■ Stated exercise
Your task is to reproduce exactly the lines from the line with "Annotate the low" through the end of the records below.

** BEGIN **

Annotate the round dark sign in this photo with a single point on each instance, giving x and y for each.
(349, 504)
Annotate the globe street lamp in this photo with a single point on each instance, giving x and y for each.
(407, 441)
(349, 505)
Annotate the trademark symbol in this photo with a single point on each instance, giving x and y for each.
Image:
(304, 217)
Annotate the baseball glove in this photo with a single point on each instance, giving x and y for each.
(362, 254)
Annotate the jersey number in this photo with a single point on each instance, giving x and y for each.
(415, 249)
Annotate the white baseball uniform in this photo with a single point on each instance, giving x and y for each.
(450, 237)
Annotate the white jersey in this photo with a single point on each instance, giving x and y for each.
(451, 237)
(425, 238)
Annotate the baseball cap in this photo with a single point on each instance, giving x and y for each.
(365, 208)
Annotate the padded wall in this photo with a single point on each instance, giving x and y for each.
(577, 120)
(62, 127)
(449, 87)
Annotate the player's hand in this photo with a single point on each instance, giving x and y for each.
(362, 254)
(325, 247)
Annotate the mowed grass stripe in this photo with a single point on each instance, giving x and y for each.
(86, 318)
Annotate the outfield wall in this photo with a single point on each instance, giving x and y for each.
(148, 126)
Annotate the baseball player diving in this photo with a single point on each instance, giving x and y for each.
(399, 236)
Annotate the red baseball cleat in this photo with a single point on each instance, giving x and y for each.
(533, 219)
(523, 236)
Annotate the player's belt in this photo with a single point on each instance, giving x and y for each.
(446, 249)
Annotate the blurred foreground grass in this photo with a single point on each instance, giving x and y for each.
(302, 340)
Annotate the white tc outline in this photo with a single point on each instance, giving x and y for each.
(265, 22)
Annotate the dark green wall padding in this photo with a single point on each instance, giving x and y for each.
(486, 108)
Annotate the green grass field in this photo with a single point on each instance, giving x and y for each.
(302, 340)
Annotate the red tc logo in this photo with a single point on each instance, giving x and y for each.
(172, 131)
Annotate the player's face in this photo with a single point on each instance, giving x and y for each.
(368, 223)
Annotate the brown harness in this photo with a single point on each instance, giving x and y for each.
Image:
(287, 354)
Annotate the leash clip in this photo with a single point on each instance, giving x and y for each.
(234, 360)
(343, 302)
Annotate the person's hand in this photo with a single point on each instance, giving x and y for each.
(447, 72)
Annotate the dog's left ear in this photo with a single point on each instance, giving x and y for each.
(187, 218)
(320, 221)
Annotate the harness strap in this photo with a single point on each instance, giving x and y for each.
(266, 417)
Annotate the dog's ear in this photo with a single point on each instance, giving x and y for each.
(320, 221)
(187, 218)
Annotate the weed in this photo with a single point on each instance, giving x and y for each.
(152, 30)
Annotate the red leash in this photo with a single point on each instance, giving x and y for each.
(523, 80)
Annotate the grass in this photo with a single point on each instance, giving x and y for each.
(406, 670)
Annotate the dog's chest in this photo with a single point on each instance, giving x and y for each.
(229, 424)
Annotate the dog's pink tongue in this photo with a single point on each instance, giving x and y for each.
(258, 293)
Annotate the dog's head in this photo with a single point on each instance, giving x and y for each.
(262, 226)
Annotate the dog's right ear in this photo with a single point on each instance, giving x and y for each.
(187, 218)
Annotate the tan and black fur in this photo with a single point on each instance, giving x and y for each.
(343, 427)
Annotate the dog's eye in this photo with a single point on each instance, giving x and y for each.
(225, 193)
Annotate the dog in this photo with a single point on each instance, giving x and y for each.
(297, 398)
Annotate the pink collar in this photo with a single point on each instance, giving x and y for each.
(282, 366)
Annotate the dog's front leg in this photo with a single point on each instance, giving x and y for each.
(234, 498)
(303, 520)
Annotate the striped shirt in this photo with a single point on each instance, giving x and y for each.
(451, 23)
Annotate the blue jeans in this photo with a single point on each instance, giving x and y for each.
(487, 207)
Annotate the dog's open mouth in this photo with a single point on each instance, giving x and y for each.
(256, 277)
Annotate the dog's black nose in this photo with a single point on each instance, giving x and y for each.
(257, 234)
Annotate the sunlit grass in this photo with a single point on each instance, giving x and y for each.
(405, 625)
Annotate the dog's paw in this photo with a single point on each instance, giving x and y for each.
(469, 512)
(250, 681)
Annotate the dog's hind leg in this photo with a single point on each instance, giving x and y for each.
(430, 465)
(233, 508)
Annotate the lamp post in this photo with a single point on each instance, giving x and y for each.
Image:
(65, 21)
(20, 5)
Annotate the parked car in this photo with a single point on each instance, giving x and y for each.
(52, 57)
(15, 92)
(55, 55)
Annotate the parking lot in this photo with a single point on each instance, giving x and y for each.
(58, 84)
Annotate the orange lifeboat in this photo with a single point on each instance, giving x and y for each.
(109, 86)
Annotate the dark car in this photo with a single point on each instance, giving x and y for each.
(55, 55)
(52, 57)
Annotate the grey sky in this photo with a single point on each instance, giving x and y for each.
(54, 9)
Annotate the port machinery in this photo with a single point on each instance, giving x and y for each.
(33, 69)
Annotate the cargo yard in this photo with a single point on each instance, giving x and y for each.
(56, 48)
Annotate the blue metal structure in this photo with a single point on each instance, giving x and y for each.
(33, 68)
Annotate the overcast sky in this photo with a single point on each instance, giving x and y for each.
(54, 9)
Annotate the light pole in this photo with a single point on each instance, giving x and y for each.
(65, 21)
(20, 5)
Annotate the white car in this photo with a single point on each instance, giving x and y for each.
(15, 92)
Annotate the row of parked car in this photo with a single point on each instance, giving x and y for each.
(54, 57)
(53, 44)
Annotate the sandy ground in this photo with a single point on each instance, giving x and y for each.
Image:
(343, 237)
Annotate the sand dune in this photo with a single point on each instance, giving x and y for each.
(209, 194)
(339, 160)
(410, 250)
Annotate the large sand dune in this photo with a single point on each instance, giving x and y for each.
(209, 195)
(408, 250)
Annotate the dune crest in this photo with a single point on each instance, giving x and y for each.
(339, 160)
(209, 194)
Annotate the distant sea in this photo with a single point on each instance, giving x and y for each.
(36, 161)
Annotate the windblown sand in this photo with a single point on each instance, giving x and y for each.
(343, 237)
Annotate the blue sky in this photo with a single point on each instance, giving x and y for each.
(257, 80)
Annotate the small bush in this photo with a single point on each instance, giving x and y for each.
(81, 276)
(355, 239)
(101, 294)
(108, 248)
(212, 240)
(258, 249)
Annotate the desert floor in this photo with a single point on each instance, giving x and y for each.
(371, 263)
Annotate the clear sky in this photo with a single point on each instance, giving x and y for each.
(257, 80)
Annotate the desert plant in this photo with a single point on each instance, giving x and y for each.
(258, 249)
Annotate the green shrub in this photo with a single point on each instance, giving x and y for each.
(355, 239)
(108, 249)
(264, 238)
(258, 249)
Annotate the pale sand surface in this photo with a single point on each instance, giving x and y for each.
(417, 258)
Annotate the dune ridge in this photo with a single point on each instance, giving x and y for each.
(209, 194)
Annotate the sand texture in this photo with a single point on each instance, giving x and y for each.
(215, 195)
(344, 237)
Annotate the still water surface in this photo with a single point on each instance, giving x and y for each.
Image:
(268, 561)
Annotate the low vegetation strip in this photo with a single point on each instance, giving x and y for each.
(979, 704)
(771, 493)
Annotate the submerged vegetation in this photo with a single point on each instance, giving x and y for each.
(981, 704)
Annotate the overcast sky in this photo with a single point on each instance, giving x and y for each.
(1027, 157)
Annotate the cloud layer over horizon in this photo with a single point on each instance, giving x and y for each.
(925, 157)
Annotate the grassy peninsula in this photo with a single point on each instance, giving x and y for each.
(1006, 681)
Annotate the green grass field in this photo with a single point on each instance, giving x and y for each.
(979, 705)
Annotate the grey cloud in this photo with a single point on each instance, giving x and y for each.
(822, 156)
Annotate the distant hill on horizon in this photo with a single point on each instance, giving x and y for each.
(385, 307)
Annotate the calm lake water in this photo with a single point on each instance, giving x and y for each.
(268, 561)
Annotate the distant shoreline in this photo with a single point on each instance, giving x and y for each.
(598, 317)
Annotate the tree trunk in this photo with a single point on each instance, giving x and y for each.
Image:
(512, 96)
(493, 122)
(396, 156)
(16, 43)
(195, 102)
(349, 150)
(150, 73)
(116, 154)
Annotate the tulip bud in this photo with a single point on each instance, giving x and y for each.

** END **

■ Reply
Annotate the low vegetation strip in this photo with a single point on each instance, giving x and y for each.
(979, 704)
(771, 493)
Annotate the submerged vegetation in this photo with a single point on each instance, giving x and y for each.
(981, 704)
Annotate the overcast sky in this photo with a single point on each instance, giving x and y for each.
(1027, 157)
Annotate the cloud layer over horizon in this photo with a single point on each instance, giving x and y for each.
(925, 157)
Annotate the grassy peninsula in this photo with a single point on each instance, giving x and y for each.
(1006, 681)
Annotate the green grass field in this photo with a single point on each instance, giving x and y for each.
(979, 705)
Annotate the grey cloud in this photo with a single point on each instance, giving x and y for each.
(822, 156)
Annotate the distant hill on horizon in this photo with a single point on each instance, giving x and y for each.
(385, 307)
Annotate the calm lake water in this photo with a single point on each instance, giving x and y for each.
(268, 561)
Annotate the distant shoreline in this photo with a single point on each instance, giving x and y for each.
(598, 317)
Annotate the tree trunk in this photo with a single point on each instance, giving x and y for each.
Image:
(512, 96)
(493, 122)
(396, 156)
(16, 43)
(195, 102)
(349, 150)
(150, 73)
(116, 154)
Annotate the tulip bud in this photo with a single point on each instance, giving x and y for each.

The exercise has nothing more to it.